- _The problem_: Copy out the entries exactly, from the first line to the last.

- _Data extract_:
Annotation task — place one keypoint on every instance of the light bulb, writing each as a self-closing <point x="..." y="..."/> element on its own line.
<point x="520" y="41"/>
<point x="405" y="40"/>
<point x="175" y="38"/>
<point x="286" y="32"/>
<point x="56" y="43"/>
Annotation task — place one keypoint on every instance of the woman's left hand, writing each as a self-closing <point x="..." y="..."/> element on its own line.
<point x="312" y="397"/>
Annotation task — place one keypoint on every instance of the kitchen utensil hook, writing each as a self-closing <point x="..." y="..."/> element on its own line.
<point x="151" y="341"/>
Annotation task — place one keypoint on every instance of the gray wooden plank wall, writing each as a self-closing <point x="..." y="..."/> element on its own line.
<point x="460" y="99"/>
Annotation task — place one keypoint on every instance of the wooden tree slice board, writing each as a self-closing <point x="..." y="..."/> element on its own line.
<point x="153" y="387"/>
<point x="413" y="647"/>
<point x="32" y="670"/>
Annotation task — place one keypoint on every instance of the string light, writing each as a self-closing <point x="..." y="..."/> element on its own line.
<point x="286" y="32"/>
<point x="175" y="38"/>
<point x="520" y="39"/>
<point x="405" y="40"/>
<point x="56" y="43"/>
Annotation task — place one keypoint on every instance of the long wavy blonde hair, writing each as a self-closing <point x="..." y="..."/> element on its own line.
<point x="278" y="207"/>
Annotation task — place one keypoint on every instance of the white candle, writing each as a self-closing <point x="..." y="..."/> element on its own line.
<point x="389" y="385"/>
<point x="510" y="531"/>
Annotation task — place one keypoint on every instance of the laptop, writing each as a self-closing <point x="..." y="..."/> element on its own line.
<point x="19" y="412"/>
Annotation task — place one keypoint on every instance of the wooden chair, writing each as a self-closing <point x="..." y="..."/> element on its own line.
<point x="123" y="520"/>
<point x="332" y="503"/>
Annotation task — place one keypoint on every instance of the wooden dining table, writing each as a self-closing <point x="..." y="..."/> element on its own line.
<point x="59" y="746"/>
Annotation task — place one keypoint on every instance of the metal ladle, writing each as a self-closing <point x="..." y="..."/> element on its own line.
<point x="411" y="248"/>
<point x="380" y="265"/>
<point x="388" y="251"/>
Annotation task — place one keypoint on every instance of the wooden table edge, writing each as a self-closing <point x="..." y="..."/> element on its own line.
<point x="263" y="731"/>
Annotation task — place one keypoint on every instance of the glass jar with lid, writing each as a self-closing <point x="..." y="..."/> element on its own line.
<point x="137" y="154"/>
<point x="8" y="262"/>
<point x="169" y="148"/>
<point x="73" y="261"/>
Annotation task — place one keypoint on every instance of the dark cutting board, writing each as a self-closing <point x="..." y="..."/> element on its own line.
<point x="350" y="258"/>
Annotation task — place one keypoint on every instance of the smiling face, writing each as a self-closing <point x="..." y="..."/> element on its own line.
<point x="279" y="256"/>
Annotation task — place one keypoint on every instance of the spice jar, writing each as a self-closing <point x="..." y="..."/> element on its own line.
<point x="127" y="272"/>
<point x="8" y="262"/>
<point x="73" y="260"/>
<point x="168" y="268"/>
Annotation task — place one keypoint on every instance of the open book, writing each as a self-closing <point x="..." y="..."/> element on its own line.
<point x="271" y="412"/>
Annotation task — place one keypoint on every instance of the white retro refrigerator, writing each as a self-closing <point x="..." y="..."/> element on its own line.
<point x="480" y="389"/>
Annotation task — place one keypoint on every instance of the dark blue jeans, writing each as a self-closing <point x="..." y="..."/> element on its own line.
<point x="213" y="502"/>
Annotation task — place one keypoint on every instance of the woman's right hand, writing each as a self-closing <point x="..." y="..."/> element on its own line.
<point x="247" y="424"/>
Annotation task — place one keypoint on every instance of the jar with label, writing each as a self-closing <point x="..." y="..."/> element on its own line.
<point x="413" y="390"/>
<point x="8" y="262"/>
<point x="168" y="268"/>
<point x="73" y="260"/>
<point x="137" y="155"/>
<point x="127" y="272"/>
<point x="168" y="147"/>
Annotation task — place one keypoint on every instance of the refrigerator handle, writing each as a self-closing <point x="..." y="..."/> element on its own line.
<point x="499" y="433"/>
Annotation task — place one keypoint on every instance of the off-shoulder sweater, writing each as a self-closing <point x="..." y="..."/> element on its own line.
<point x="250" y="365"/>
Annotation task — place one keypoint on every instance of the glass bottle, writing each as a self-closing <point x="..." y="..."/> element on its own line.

- _The response_:
Annotation task — place one keypoint on every instance of the light bulb, writing each as a self-closing <point x="..." y="..."/> element on its own line.
<point x="520" y="41"/>
<point x="405" y="40"/>
<point x="175" y="38"/>
<point x="286" y="32"/>
<point x="56" y="43"/>
Annotation task — place one keypoint on every instance of the woman's left hand, writing each as a self-closing <point x="..." y="..."/> element on its own line.
<point x="312" y="397"/>
Annotation task — place one keypoint on every instance of the kitchen utensil hook, writing each as a self-closing <point x="..." y="..."/> element on its own line.
<point x="151" y="341"/>
Annotation task — place one keypoint on every instance of the gray wooden plank wall, writing each as a self-closing <point x="..." y="..."/> element on its own line.
<point x="460" y="99"/>
Annotation task — place one keypoint on every instance of the wooden tree slice board, writing each as a self-closing <point x="..." y="..."/> element on its own line.
<point x="153" y="387"/>
<point x="413" y="647"/>
<point x="32" y="670"/>
Annotation task — place one keypoint on every instance of the string light, writing each as a self-closing <point x="..." y="..."/> element on its own line.
<point x="286" y="32"/>
<point x="175" y="38"/>
<point x="520" y="39"/>
<point x="405" y="40"/>
<point x="56" y="43"/>
Annotation task — place one keypoint on every instance of the long wavy blonde hair, writing each as a self-closing <point x="..." y="..."/> element on its own line.
<point x="278" y="207"/>
Annotation task — place one keypoint on every instance of the white candle, writing each as a self-closing <point x="..." y="..."/> element on its own line.
<point x="389" y="385"/>
<point x="510" y="531"/>
Annotation task — place one keypoint on every instance of the laptop, writing each as a self-closing <point x="..." y="..."/> element on its own line.
<point x="19" y="412"/>
Annotation task — place one keypoint on every instance of the wooden chair, writing each as a self-closing <point x="..." y="..."/> element on its own line.
<point x="123" y="520"/>
<point x="332" y="503"/>
Annotation task — place one keypoint on every instance of the wooden dining table, writing each as a self-closing <point x="..." y="..."/> element on its own line.
<point x="59" y="746"/>
Annotation task — place one keypoint on every instance of the metal ladle, writing each as a self-closing <point x="..." y="..."/> element on its own line.
<point x="411" y="248"/>
<point x="380" y="265"/>
<point x="388" y="251"/>
Annotation task — place one keypoint on every instance of the wooden table edge, writing each as a self-closing <point x="..." y="..."/> element on its own line.
<point x="263" y="731"/>
Annotation task — place one keypoint on every instance of the glass jar with lid, writing each as a self-closing <point x="..." y="..."/> element on its own line.
<point x="137" y="154"/>
<point x="8" y="262"/>
<point x="169" y="148"/>
<point x="73" y="261"/>
Annotation task — place one keypoint on every instance of the dark cutting board, writing each as a self-closing <point x="..." y="..."/> element on its own line.
<point x="350" y="258"/>
Annotation task — place one keypoint on every instance of the smiling face, writing each as a self-closing <point x="..." y="..."/> element on its own line.
<point x="279" y="256"/>
Annotation task — place one keypoint on every instance of the spice jar, writing each as a self-closing <point x="..." y="..."/> element on its own line.
<point x="127" y="272"/>
<point x="8" y="262"/>
<point x="73" y="260"/>
<point x="168" y="268"/>
Annotation task — place one keypoint on every instance of the open book, writing each as a self-closing <point x="..." y="..."/> element on its own line.
<point x="271" y="412"/>
Annotation task — place one keypoint on every instance of the white retro refrigerator, writing each as a self-closing <point x="..." y="..."/> element on its own line.
<point x="480" y="389"/>
Annotation task — place one keypoint on every instance of the dark blue jeans, writing each as a self-closing <point x="..." y="..."/> element on its own line.
<point x="213" y="502"/>
Annotation task — place one keypoint on every instance of the woman's right hand, writing each as a self-closing <point x="..." y="..."/> element on its own line.
<point x="247" y="424"/>
Annotation task — place one keypoint on every instance of the jar with label, writing each as a self-closing <point x="..." y="..."/> element on its own line.
<point x="413" y="390"/>
<point x="8" y="262"/>
<point x="168" y="268"/>
<point x="73" y="260"/>
<point x="137" y="155"/>
<point x="127" y="272"/>
<point x="168" y="147"/>
Annotation task — place one keypoint on every instance of the refrigerator handle, writing each as a self-closing <point x="..." y="..."/> element on its own line.
<point x="499" y="433"/>
Annotation task — place one keypoint on every instance of the off-shoulder sweater, writing each as a self-closing <point x="..." y="..."/> element on its own line.
<point x="250" y="365"/>
Annotation task — place one keypoint on every instance of the glass bottle, writing each as a self-closing <point x="..." y="..."/> element on its own line.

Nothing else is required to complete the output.